=== EXERCISES ===
A. Do these statements agree with the text on John Hiatt's album Stolen Moments? Answer yes or no for each and quote the deciding words.
(i) Stolen Moments was Hiatt's tenth album.
(ii) The Nitty Gritty Dirt Band covered "Through Your Hands."
(iii) Earl Thomas Conley's "Bring Back Your Love to Me" came out as a single in February 1990.
B. Could you duplicate the part of the Stolen Moments text between "One song had" and "Canadian country charts.", inclusive?
C. Can you pick up the text about John Hiatt's album Stolen Moments from the point where it stops?

Stolen Moments was singer-songwriter John Hiatt's tenth album, released in 1990.  It was his highest charting solo album upon its release, peaking at No. 61.  Joan Baez later covered "Through Your Hands" on her 1992 album Play Me Backwards, and David Crosby covered it on his 1993 record Thousand Roads.  Don Henley's version reached No. 33 on the US Billboard charts and appeared in the film Michael.  The Nitty Gritty Dirt Band covered "The Rest of the Dream" on a 1990 album of the same title. Ilse DeLange recorded "Child of the Wild Blue Yonder" on her live album Dear John.

One song had actually been previously recorded by another artist several months before Hiatt's version was issued on this album. Earl Thomas Conley had a country hit with "Bring Back Your Love to Me"; it was issued as a single in February 1990 and reached No. 11 on both the US and Canadian country charts.

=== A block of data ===
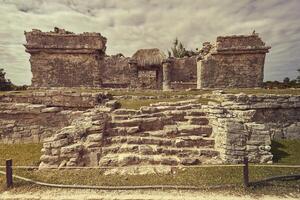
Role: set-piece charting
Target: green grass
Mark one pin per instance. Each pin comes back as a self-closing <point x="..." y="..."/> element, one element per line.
<point x="285" y="152"/>
<point x="22" y="154"/>
<point x="167" y="94"/>
<point x="264" y="91"/>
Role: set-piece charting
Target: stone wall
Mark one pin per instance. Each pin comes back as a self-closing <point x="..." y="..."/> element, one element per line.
<point x="27" y="123"/>
<point x="65" y="59"/>
<point x="245" y="124"/>
<point x="117" y="72"/>
<point x="234" y="62"/>
<point x="64" y="97"/>
<point x="184" y="69"/>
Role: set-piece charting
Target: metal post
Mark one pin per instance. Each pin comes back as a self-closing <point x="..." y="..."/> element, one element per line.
<point x="246" y="172"/>
<point x="9" y="177"/>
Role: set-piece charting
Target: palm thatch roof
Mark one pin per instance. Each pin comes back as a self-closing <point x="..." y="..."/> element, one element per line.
<point x="149" y="57"/>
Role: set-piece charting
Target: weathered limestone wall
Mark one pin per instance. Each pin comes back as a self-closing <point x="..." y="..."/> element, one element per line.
<point x="31" y="116"/>
<point x="245" y="124"/>
<point x="117" y="72"/>
<point x="26" y="123"/>
<point x="63" y="70"/>
<point x="184" y="69"/>
<point x="235" y="62"/>
<point x="78" y="144"/>
<point x="57" y="97"/>
<point x="166" y="133"/>
<point x="65" y="59"/>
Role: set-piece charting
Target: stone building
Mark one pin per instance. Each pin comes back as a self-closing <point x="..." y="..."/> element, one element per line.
<point x="63" y="59"/>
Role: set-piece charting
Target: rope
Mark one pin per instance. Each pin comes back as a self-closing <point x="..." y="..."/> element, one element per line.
<point x="275" y="178"/>
<point x="142" y="166"/>
<point x="152" y="187"/>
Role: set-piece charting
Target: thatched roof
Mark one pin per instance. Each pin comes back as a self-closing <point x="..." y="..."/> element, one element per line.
<point x="149" y="57"/>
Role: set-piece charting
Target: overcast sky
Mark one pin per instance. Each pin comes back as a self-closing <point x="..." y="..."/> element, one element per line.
<point x="133" y="24"/>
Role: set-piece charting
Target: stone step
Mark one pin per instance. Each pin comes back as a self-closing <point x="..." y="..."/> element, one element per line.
<point x="177" y="103"/>
<point x="120" y="117"/>
<point x="125" y="112"/>
<point x="154" y="150"/>
<point x="126" y="122"/>
<point x="191" y="129"/>
<point x="127" y="159"/>
<point x="195" y="112"/>
<point x="182" y="141"/>
<point x="197" y="120"/>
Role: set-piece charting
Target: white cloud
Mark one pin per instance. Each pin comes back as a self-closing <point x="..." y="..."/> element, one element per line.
<point x="133" y="24"/>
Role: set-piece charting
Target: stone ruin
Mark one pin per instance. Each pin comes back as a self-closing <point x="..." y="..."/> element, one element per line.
<point x="64" y="59"/>
<point x="87" y="128"/>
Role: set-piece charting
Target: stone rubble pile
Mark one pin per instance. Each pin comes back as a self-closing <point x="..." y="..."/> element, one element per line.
<point x="166" y="133"/>
<point x="243" y="125"/>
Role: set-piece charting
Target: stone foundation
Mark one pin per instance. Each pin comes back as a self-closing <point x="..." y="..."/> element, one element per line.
<point x="243" y="125"/>
<point x="234" y="62"/>
<point x="27" y="123"/>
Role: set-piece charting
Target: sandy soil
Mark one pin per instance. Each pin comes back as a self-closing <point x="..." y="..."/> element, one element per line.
<point x="67" y="194"/>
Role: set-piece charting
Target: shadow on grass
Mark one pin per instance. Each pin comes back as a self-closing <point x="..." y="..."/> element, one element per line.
<point x="277" y="149"/>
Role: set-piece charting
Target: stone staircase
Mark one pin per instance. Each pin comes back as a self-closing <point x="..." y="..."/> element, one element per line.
<point x="165" y="133"/>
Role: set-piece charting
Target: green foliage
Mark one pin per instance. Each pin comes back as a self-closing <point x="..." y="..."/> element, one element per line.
<point x="286" y="151"/>
<point x="178" y="50"/>
<point x="286" y="80"/>
<point x="7" y="85"/>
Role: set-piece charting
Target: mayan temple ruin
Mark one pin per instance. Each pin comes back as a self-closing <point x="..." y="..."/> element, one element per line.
<point x="73" y="108"/>
<point x="64" y="59"/>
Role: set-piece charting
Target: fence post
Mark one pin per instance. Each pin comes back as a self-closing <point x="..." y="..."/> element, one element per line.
<point x="246" y="172"/>
<point x="9" y="177"/>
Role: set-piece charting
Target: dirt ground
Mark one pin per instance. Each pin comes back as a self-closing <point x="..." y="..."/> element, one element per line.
<point x="67" y="194"/>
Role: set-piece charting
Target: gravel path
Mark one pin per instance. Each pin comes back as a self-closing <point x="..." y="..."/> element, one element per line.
<point x="66" y="194"/>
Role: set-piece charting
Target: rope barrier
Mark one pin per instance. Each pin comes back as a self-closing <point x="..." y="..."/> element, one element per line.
<point x="142" y="187"/>
<point x="120" y="167"/>
<point x="142" y="166"/>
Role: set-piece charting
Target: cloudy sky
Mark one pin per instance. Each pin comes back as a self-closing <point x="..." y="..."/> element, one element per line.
<point x="133" y="24"/>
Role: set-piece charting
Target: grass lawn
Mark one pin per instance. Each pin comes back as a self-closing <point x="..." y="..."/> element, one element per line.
<point x="285" y="152"/>
<point x="167" y="94"/>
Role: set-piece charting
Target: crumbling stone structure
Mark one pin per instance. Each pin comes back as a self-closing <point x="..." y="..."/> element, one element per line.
<point x="64" y="59"/>
<point x="234" y="62"/>
<point x="61" y="58"/>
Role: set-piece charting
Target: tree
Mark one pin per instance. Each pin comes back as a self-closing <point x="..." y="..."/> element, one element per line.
<point x="5" y="84"/>
<point x="178" y="50"/>
<point x="286" y="80"/>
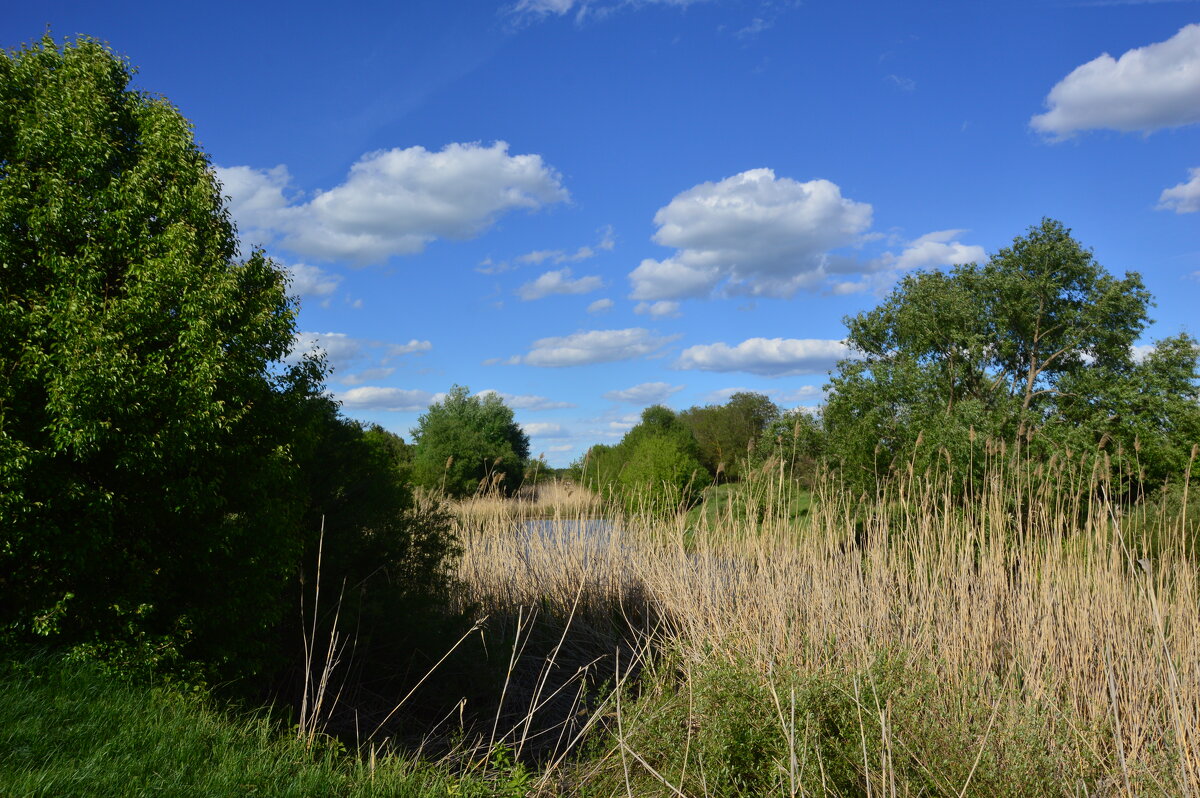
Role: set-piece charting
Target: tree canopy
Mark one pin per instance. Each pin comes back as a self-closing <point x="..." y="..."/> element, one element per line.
<point x="654" y="468"/>
<point x="727" y="433"/>
<point x="144" y="465"/>
<point x="1035" y="346"/>
<point x="466" y="442"/>
<point x="165" y="473"/>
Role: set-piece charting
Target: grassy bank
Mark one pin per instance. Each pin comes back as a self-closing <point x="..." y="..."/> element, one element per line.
<point x="72" y="730"/>
<point x="1036" y="640"/>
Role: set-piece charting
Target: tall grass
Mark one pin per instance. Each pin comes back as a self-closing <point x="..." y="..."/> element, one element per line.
<point x="1035" y="637"/>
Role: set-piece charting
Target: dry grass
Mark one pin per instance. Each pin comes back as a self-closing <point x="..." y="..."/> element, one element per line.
<point x="1030" y="599"/>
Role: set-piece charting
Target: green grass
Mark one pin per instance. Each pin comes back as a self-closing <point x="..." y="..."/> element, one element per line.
<point x="69" y="730"/>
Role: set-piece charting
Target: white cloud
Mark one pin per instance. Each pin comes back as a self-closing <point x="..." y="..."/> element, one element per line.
<point x="645" y="394"/>
<point x="593" y="347"/>
<point x="526" y="401"/>
<point x="1183" y="198"/>
<point x="935" y="250"/>
<point x="661" y="309"/>
<point x="559" y="282"/>
<point x="370" y="397"/>
<point x="544" y="430"/>
<point x="669" y="277"/>
<point x="412" y="347"/>
<point x="802" y="394"/>
<point x="393" y="202"/>
<point x="1146" y="89"/>
<point x="767" y="357"/>
<point x="756" y="233"/>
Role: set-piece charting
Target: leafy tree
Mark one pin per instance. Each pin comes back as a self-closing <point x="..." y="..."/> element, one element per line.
<point x="465" y="443"/>
<point x="145" y="474"/>
<point x="726" y="433"/>
<point x="1033" y="347"/>
<point x="795" y="443"/>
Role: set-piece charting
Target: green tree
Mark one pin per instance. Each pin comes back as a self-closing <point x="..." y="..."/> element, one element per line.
<point x="655" y="466"/>
<point x="1024" y="348"/>
<point x="145" y="472"/>
<point x="465" y="443"/>
<point x="795" y="443"/>
<point x="727" y="433"/>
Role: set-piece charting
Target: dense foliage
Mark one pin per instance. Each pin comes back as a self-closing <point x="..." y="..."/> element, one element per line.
<point x="727" y="433"/>
<point x="144" y="474"/>
<point x="165" y="475"/>
<point x="654" y="468"/>
<point x="1031" y="349"/>
<point x="466" y="443"/>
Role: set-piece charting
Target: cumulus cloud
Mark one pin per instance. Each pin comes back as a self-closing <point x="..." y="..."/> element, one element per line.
<point x="1146" y="89"/>
<point x="767" y="357"/>
<point x="544" y="430"/>
<point x="393" y="202"/>
<point x="934" y="250"/>
<point x="645" y="394"/>
<point x="559" y="282"/>
<point x="802" y="394"/>
<point x="661" y="309"/>
<point x="1183" y="198"/>
<point x="370" y="397"/>
<point x="755" y="233"/>
<point x="592" y="347"/>
<point x="526" y="401"/>
<point x="412" y="347"/>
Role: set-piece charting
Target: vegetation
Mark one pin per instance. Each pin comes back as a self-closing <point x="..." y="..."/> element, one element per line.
<point x="727" y="433"/>
<point x="655" y="467"/>
<point x="165" y="477"/>
<point x="466" y="443"/>
<point x="960" y="579"/>
<point x="1033" y="348"/>
<point x="141" y="370"/>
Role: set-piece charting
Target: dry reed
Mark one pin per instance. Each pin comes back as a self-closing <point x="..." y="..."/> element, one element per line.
<point x="1029" y="595"/>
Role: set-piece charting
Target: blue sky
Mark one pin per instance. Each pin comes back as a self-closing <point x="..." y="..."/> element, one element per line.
<point x="592" y="205"/>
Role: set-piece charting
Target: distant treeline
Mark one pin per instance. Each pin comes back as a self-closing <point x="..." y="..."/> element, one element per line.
<point x="1030" y="357"/>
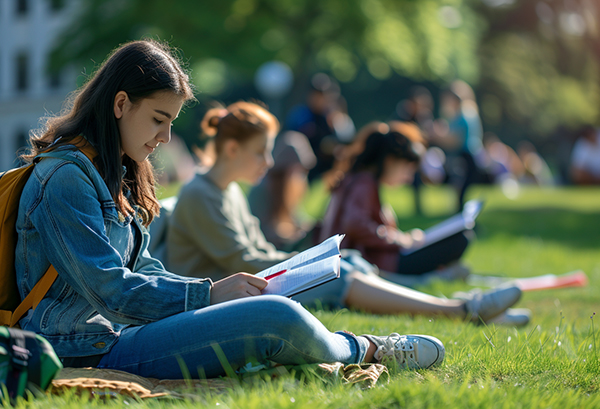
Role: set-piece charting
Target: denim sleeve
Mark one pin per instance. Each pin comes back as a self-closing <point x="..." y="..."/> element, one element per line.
<point x="70" y="221"/>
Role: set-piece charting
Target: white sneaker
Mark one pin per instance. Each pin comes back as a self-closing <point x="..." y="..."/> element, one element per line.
<point x="514" y="317"/>
<point x="485" y="306"/>
<point x="409" y="351"/>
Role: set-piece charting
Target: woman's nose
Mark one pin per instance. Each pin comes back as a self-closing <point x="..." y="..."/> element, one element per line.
<point x="164" y="136"/>
<point x="269" y="160"/>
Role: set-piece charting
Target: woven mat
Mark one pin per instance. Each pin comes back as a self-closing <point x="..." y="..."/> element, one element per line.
<point x="111" y="383"/>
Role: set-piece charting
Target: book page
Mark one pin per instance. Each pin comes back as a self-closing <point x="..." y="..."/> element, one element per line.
<point x="303" y="278"/>
<point x="455" y="224"/>
<point x="328" y="248"/>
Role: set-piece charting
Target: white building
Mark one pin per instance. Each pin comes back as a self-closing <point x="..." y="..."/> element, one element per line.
<point x="28" y="30"/>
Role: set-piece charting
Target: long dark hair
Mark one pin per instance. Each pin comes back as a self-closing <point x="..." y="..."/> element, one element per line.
<point x="141" y="69"/>
<point x="379" y="146"/>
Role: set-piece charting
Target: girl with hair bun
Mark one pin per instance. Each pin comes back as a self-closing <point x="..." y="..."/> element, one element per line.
<point x="213" y="233"/>
<point x="111" y="304"/>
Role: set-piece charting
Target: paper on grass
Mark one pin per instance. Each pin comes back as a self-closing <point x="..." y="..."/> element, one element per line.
<point x="305" y="270"/>
<point x="464" y="220"/>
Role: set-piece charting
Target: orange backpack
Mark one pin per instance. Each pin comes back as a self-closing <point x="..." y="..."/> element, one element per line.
<point x="12" y="183"/>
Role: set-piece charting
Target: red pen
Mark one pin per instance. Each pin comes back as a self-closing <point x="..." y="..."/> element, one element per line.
<point x="275" y="274"/>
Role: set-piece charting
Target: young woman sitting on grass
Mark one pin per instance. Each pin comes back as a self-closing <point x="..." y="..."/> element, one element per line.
<point x="112" y="305"/>
<point x="212" y="232"/>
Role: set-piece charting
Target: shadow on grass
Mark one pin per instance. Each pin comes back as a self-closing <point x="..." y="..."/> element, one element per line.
<point x="570" y="227"/>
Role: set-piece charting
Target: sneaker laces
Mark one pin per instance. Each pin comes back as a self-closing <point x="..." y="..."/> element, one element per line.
<point x="399" y="348"/>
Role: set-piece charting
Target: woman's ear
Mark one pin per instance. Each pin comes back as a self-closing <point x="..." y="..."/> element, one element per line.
<point x="231" y="148"/>
<point x="120" y="104"/>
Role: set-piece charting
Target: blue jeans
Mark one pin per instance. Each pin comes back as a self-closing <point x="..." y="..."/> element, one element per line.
<point x="258" y="329"/>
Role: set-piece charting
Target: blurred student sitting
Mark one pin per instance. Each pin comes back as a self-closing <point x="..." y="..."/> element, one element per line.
<point x="212" y="233"/>
<point x="390" y="158"/>
<point x="275" y="200"/>
<point x="585" y="157"/>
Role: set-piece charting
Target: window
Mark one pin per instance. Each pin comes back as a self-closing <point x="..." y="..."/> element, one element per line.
<point x="57" y="5"/>
<point x="22" y="71"/>
<point x="22" y="7"/>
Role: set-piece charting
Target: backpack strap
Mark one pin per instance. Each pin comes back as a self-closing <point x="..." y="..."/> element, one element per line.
<point x="37" y="293"/>
<point x="41" y="288"/>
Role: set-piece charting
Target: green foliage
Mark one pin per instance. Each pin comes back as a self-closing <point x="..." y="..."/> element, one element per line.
<point x="408" y="37"/>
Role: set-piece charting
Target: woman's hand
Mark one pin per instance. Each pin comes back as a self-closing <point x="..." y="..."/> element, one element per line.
<point x="239" y="285"/>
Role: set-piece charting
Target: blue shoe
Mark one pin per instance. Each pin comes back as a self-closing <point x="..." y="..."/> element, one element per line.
<point x="408" y="351"/>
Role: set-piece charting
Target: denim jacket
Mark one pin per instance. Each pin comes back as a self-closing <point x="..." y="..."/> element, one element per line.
<point x="106" y="277"/>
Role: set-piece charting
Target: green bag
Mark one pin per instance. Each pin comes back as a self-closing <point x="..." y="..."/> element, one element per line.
<point x="27" y="363"/>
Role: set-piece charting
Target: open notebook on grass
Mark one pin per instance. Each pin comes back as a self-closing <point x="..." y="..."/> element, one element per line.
<point x="462" y="221"/>
<point x="305" y="270"/>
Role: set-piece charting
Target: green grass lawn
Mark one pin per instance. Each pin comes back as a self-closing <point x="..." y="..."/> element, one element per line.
<point x="551" y="363"/>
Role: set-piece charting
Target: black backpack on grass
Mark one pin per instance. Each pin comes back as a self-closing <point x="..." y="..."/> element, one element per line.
<point x="28" y="363"/>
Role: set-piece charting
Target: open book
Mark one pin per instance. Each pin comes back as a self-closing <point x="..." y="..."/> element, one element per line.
<point x="462" y="221"/>
<point x="305" y="270"/>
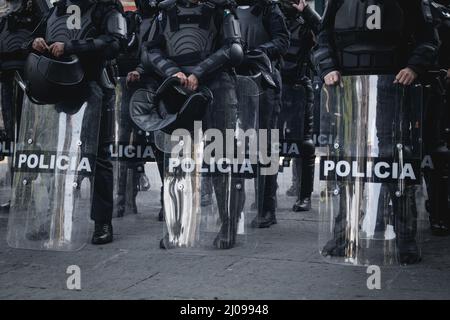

=== OUTPUTS FOR THE TASKS ===
A.
(i) Yes: "Stolen Moments was singer-songwriter John Hiatt's tenth album, released in 1990."
(ii) No: "The Nitty Gritty Dirt Band covered "The Rest of the Dream" on a 1990 album of the same title."
(iii) Yes: "it was issued as a single in February 1990"

B.
One song had actually been previously recorded by another artist several months before Hiatt's version was issued on this album. Earl Thomas Conley had a country hit with "Bring Back Your Love to Me"; it was issued as a single in February 1990 and reached No. 11 on both the US and Canadian country charts.

C.
Track listing
All tracks written by John Hiatt

"Real Fine Love" – 4:21
"Seven Little Indians" – 4:08
"Child of the Wild Blue Yonder" – 4:26
"Back of My Mind" – 4:04
"Stolen Moments" – 4:12
"Bring Back Your Love to Me" – 4:04
"The Rest of the Dream" – 4:51
"Thirty Years of Tears" – 4:08
"Rock Back Billy" – 3:51
"Listening to Old Voices" – 5:30
"Through Your Hands" – 4:49
"One Kiss" – 4:22

Charts

Personnel
John Hiatt – guitar, piano, vocals
Pat Donaldson – bass guitar
Ethan Johns – drums, guitar, mandolin, choir, chorus
Mike Henderson – slide guitar, rhythm guitar
Ashley Cleveland – background vocals
Russ Taff – background vocals
Robert Russell Bennett – choir, chorus
Karen Peris – vocals on "Through Your Hands"
Michael Landau – electric guitar
Richie Hayward – drums, percussion
Paul Wickens – synthesizer
Bill Payne – piano on "Bring Back Your Love to Me"
Bobby King, Willie Greene Jr. – backing vocals on "Bring Back Your Love to Me"
Mac Gayden – slide guitar on "Thirty Years of Tears" and "Through Your Hands"
Michael Porter – drums on "Rock Back Billy"
David Kemper – drums on "Stolen Moments" and "Through Your Hands"
Chuck Leavell – organ on "Stolen Moments"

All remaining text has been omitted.